Segment Start: GIVEN DATA
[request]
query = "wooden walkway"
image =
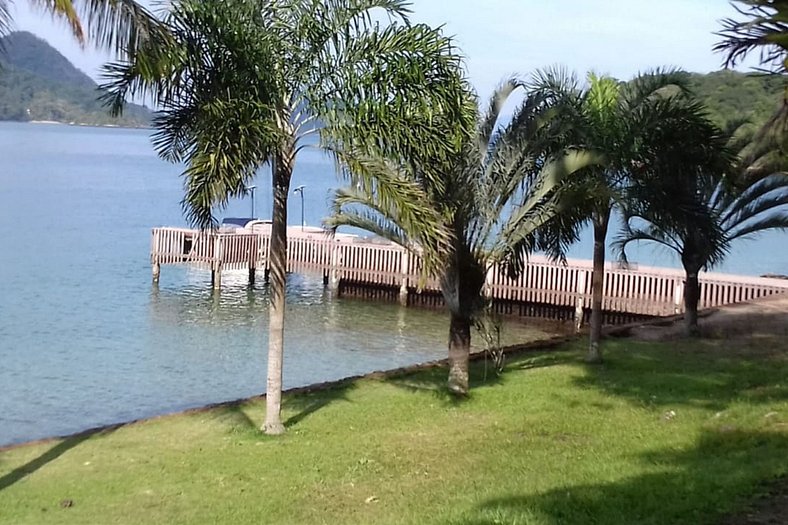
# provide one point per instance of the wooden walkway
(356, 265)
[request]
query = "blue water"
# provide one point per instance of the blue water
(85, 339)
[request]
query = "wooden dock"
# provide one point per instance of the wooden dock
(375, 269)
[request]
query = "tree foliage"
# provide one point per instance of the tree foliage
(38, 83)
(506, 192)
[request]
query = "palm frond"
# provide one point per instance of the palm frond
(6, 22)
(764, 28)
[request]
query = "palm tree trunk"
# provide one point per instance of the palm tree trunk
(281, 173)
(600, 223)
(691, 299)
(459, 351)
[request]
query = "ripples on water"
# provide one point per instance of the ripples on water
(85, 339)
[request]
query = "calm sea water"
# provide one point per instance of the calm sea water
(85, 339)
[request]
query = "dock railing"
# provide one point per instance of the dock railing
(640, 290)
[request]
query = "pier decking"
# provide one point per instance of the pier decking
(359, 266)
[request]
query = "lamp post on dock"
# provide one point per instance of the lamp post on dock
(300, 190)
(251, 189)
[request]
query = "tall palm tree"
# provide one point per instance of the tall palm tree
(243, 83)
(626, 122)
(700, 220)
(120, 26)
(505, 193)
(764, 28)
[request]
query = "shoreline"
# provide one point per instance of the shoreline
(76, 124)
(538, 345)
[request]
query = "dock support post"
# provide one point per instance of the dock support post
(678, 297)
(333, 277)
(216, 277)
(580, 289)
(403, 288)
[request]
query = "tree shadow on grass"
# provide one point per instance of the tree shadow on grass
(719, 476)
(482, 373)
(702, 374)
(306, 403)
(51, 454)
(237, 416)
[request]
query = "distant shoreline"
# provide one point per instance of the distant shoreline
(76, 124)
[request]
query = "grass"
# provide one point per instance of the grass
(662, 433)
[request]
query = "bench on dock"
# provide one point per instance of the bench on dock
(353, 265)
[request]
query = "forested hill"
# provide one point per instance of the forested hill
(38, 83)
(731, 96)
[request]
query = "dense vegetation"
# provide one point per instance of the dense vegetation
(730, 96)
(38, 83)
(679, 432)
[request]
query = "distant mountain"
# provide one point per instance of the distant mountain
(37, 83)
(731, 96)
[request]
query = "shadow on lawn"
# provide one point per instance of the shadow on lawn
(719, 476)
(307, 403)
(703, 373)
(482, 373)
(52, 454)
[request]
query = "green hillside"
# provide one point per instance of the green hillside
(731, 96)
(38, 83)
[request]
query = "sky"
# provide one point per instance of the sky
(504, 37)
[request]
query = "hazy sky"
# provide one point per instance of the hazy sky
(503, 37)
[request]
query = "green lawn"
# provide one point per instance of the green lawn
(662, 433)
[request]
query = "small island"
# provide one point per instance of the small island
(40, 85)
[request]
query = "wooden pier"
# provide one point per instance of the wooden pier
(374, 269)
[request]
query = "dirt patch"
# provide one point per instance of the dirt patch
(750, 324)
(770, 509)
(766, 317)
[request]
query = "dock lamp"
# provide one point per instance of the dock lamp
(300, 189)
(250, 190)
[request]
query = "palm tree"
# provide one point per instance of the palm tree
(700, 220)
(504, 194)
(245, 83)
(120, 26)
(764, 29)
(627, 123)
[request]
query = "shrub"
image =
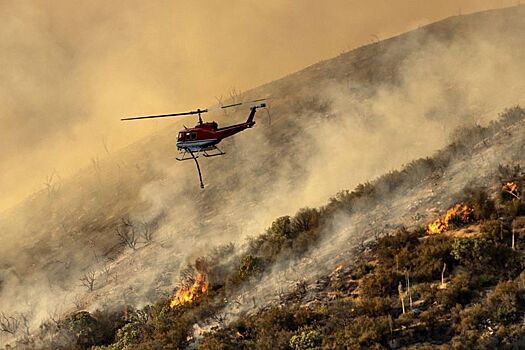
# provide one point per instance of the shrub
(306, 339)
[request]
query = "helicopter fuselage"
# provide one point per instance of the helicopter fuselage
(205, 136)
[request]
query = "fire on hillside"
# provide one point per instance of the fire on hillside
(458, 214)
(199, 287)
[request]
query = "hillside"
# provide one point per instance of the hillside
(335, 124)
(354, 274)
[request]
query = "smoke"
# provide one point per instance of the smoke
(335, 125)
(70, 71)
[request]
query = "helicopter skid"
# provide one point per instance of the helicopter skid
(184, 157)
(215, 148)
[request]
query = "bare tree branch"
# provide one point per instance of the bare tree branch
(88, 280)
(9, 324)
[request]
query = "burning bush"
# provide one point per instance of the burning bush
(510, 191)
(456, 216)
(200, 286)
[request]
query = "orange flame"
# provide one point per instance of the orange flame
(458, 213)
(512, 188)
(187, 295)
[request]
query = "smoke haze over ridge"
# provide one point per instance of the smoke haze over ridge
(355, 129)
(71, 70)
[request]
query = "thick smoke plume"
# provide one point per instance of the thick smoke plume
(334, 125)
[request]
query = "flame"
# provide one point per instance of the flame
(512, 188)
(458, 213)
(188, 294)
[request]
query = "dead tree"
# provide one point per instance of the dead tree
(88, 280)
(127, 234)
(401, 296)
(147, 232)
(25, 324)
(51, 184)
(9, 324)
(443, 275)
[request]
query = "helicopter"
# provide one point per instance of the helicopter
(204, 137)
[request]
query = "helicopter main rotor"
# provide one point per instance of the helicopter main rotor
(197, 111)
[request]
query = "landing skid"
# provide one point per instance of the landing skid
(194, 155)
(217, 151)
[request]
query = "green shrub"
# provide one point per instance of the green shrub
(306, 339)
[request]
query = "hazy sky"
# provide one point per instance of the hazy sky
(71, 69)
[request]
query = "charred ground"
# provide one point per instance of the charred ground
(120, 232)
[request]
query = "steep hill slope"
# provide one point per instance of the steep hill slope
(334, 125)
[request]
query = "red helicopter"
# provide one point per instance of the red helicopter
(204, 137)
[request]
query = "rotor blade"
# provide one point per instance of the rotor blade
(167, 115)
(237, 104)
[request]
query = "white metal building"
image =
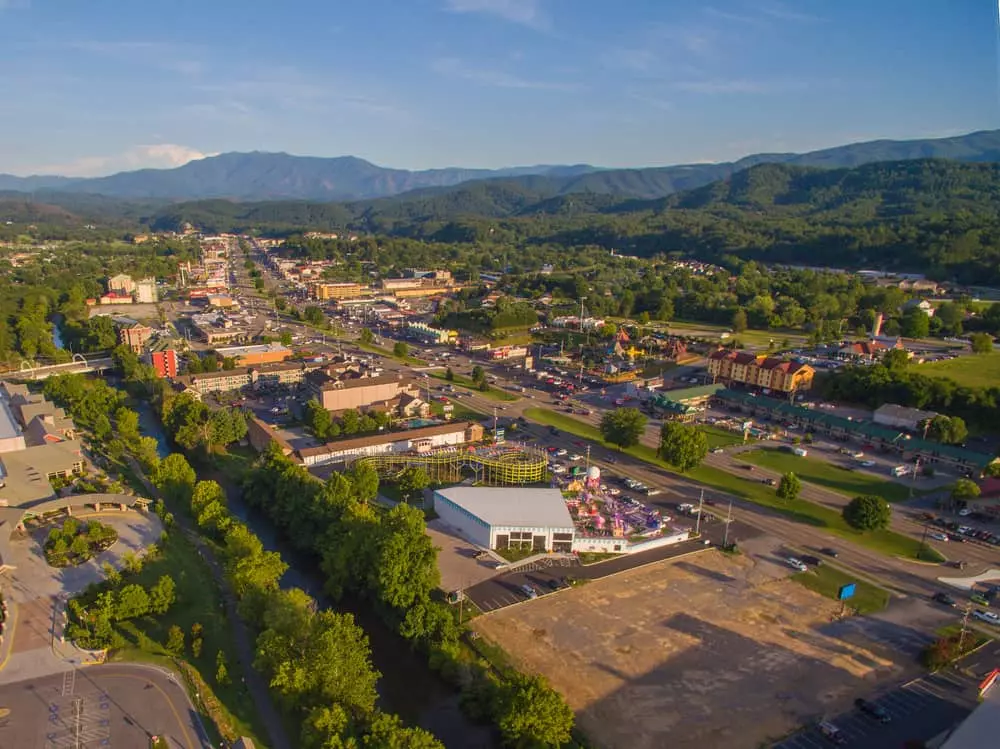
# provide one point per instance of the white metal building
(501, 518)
Segment End: GIVEN DATA
## EXERCISE REQUIREMENTS
A faithful copy of all the data above is required, printed exactly and with no pictures.

## FINAL ANSWER
[request]
query = "wooden walkway"
image =
# provide one point per instance of the wooden walkway
(356, 265)
[request]
query = "blue water"
# provide one point per instance of the blue water
(85, 339)
[request]
query = "wooden dock"
# provide one point per instance of the wooden dock
(375, 269)
[request]
query = "tree foliage"
# provide one point per instance of the tree foliage
(38, 83)
(506, 192)
[request]
query = "palm frond"
# provide one point per instance of the palm frond
(6, 22)
(764, 28)
[request]
query = "palm tree trunk"
# provide one point per instance of the palm tree trunk
(281, 173)
(600, 223)
(691, 299)
(459, 351)
[request]
query = "ripples on water"
# provide one point per instance of the ripples on water
(85, 339)
[request]
query = "calm sea water"
# provide one point per instance of the calm sea water
(85, 339)
[request]
query = "dock railing"
# provide one point per instance of the dock railing
(640, 290)
[request]
query = "pier decking"
# provide one point per instance of the pier decking
(359, 266)
[request]
query = "lamp post on dock"
# provide one point per instance of the lamp post on dock
(300, 190)
(251, 189)
[request]
query = "tall palm tree"
# provide one point per instance of the tall palm tree
(243, 83)
(626, 122)
(700, 220)
(120, 26)
(505, 193)
(764, 28)
[request]
query = "shoreline"
# provide one point per instance of the shoreline
(76, 124)
(538, 345)
[request]
query = "dock support post"
# provide one point per instance of the dock support post
(678, 297)
(333, 277)
(216, 277)
(580, 289)
(403, 288)
[request]
query = "tree shadow on grass"
# provide one point per instance of the tree shadow on grass
(719, 476)
(482, 373)
(702, 374)
(306, 403)
(51, 454)
(237, 416)
[request]
query = "distant shoreline"
# provide one point per instance of the distant shoreline
(76, 124)
[request]
query = "grass"
# provide one point per instance of the grass
(662, 433)
[request]
query = "bench on dock"
# provide one point per instance of the bench on dock
(353, 265)
[request]
query = "forested hill"
# provide one point per instance of the forested hill
(38, 83)
(731, 96)
[request]
query = "dense vegetation"
# provide one point per instance of the dense vegetation
(730, 96)
(38, 83)
(679, 432)
[request]
query = "distant mountain"
# provide one point per instance of the distant mountain
(37, 83)
(731, 96)
[request]
query = "shadow on lawn"
# provide one point per instance of the shadow on lawn
(719, 476)
(307, 403)
(703, 373)
(482, 373)
(52, 454)
[request]
query = "green hillside"
# provide one point per instance of the green hillside
(731, 96)
(38, 83)
[request]
query = "sky"
# provide one point per instance of the sky
(504, 37)
[request]
query = "hazy sky"
# provide one point per instance of the hazy sky
(503, 37)
[request]
query = "green lawn"
# provide one point per instance of the green lawn
(662, 433)
[request]
query = "small island"
# provide one point per instance of the small island
(40, 85)
[request]
query = "wooden pier"
# provide one point per instance of the wooden pier
(374, 269)
[request]
query = "dirt patch"
# provide one point per instance of the dirt patch
(750, 324)
(770, 509)
(766, 317)
[request]
query = "dock lamp"
# provide one point per instance of the dock lamp
(300, 189)
(250, 190)
[request]
query = "palm tree"
# provide one point per instance of the palm tree
(700, 220)
(504, 194)
(245, 83)
(120, 26)
(764, 29)
(627, 123)
[request]
query = "shrub"
image =
# provide one point per instance of the shrub
(306, 339)
[request]
query = "helicopter fuselage"
# provide one point per instance of the helicopter fuselage
(205, 136)
[request]
query = "fire on hillside"
# provide one point per instance of the fire on hillside
(458, 214)
(199, 287)
[request]
query = "hillside"
# provide one point per instance of the hillside
(335, 124)
(354, 274)
[request]
query = "smoke"
# provide one point per instance of the smoke
(335, 125)
(70, 71)
[request]
query = "helicopter skid"
# provide one point per instance of the helicopter skid
(184, 157)
(215, 148)
[request]
query = "bare tree branch"
# provide one point per instance of the bare tree branch
(88, 280)
(9, 324)
[request]
query = "burning bush"
# provide one point per instance of the burning bush
(510, 191)
(456, 216)
(200, 286)
[request]
query = "orange flame"
# provide one point per instance of the orange flame
(458, 213)
(512, 188)
(187, 295)
[request]
query = "smoke haze over ridge"
# provide one point per instance of the smoke haze over ridge
(355, 129)
(71, 70)
[request]
query = "thick smoke plume"
# provide one point per instance of the thick smoke plume
(334, 125)
[request]
query = "flame"
# provide one point per instance of the flame
(512, 188)
(458, 213)
(188, 294)
[request]
query = "dead tree"
# provide one point per instance of the dead tree
(88, 280)
(127, 234)
(401, 296)
(147, 232)
(25, 324)
(51, 184)
(9, 324)
(443, 275)
[request]
query = "helicopter"
# provide one point per instance of the helicopter
(204, 137)
[request]
query = "helicopter main rotor"
# provide one point per instance of the helicopter main rotor
(197, 111)
[request]
query = "landing skid"
# provide one point per instance of the landing skid
(194, 155)
(217, 151)
[request]
query = "green shrub"
# provide one point per instance of the green shrub
(306, 339)
[request]
query = "hazy sky"
# provide one point per instance of the hazy sky
(71, 69)
[request]
query = "charred ground"
# provide one point per instance of the charred ground
(120, 232)
[request]
query = "steep hill slope"
# provide one point per instance of the steep hill slope
(334, 125)
[request]
query = "red helicopter"
# provide one point per instance of the red helicopter
(204, 137)
[request]
query = "rotor blade"
# provide one point per instance of the rotor blade
(167, 115)
(237, 104)
[request]
query = "white metal building"
image =
# provide one point per instance of the white metal building
(501, 518)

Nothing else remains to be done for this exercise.